Gather every line from the data below that contains the word "decorative", matching case exactly.

--- START OF INPUT RECORDS ---

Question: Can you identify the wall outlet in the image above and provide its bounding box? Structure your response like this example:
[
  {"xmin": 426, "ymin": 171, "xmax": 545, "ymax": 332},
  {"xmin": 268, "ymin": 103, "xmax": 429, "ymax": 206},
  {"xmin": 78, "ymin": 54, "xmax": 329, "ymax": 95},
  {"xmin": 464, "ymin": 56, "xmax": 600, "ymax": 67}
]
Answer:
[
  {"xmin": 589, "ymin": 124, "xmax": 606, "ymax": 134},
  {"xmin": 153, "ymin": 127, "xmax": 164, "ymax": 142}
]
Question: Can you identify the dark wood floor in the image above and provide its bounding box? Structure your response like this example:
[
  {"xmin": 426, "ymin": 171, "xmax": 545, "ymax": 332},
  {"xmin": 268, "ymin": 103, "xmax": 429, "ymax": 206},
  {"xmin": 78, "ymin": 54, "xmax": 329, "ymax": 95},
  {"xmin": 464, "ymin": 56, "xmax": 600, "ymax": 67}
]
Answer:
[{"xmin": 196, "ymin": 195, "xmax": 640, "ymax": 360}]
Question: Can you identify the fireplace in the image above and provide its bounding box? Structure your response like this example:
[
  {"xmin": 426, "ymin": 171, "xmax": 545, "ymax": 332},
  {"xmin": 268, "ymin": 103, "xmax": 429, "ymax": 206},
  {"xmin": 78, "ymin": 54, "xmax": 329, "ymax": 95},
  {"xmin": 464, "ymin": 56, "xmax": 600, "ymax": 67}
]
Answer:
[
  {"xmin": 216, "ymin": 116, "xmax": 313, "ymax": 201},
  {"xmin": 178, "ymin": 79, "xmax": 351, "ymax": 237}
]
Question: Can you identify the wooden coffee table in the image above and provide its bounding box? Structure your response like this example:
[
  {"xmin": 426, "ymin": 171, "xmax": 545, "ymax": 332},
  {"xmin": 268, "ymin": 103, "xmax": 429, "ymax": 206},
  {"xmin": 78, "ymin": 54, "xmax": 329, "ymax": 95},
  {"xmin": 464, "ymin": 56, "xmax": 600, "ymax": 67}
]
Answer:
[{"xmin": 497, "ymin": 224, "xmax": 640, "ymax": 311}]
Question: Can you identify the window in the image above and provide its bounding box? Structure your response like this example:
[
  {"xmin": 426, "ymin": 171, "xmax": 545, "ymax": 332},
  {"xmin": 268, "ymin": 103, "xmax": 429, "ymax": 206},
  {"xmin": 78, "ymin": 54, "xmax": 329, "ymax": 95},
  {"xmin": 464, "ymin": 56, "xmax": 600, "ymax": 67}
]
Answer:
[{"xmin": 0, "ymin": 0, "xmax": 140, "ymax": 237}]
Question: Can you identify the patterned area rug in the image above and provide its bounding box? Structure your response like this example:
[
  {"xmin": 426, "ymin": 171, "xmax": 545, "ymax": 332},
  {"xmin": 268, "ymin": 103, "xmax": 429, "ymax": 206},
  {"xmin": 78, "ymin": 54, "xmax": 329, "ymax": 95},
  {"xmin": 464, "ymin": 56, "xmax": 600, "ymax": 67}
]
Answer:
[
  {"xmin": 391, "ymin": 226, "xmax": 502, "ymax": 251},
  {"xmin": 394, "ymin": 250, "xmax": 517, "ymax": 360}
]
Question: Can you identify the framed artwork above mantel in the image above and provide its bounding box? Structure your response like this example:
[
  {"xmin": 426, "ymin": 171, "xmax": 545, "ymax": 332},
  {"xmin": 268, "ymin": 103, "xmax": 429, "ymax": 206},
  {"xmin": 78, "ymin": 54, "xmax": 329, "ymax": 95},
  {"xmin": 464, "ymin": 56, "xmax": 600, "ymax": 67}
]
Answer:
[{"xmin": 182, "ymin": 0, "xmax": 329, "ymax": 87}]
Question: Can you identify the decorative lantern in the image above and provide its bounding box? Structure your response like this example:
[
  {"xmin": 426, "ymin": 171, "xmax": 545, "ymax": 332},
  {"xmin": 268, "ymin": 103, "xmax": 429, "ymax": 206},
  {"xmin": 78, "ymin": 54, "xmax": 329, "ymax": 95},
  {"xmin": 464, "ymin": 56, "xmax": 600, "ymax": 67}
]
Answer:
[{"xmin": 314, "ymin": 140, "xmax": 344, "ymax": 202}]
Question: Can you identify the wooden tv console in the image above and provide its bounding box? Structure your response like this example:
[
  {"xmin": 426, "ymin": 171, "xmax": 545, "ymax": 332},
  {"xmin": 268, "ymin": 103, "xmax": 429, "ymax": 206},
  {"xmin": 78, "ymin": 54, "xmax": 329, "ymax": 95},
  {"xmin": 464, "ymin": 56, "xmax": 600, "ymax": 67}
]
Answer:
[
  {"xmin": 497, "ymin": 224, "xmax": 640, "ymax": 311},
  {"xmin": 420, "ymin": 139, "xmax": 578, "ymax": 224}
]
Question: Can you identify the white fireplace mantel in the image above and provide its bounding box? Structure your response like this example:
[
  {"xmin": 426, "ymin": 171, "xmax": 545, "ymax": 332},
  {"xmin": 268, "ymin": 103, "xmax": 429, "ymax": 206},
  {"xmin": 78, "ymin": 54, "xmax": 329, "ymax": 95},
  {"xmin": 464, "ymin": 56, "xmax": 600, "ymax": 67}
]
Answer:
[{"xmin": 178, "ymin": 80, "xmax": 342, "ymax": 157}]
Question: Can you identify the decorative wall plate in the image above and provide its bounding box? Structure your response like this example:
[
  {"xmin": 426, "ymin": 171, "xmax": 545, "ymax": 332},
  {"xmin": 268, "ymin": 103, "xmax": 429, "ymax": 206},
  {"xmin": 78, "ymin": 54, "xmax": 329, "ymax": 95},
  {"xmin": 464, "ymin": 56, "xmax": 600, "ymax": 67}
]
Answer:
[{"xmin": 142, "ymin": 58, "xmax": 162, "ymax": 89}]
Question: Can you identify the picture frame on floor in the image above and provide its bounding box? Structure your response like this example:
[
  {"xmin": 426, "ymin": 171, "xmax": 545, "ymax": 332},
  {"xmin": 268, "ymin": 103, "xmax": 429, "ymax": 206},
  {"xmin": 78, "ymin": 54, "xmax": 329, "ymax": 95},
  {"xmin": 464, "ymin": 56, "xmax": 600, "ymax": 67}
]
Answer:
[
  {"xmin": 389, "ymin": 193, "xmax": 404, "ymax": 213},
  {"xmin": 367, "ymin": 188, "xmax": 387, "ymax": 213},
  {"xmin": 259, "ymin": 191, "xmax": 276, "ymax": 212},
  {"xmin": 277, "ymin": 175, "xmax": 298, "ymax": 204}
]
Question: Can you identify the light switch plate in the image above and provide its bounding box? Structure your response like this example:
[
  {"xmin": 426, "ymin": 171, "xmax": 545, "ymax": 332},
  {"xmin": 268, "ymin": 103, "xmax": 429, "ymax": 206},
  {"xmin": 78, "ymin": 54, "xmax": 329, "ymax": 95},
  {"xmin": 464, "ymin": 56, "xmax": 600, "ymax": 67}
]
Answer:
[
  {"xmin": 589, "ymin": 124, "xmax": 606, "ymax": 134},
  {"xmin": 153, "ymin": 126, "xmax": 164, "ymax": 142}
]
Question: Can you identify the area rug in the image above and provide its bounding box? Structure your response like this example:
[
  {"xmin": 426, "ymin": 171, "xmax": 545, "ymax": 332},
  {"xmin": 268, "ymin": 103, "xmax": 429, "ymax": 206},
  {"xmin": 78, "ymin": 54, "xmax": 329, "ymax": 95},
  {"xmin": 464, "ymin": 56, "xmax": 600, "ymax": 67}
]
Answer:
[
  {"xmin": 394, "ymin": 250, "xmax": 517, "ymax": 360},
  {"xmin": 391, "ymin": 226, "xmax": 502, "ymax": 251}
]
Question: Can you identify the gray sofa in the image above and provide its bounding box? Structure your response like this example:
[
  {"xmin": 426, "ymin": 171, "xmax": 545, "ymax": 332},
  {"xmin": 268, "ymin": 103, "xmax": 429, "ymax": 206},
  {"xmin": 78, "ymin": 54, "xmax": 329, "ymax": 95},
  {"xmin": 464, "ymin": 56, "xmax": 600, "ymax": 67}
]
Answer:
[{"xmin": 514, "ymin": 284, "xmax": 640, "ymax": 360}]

--- END OF INPUT RECORDS ---
--- START OF INPUT RECORDS ---

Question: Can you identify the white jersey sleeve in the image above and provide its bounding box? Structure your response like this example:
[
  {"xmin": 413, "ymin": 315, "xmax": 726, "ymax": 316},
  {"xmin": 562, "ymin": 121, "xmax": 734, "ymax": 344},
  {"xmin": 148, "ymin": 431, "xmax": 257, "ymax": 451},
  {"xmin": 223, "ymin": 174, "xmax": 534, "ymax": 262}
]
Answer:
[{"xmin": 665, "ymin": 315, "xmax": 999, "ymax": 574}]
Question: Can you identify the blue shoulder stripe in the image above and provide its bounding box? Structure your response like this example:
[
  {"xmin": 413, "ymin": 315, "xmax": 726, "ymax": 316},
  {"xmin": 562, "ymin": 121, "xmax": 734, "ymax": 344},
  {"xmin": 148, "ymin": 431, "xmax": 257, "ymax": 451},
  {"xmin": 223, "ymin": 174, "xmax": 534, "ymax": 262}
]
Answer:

--- END OF INPUT RECORDS ---

RESULT OF THIS TASK:
Question: Can you identify the decorative lantern in the image above and provide its bounding box? Structure your response like this example:
Question: Can you identify the decorative wall plate in the image above and provide its bounding box? Structure your response like this example:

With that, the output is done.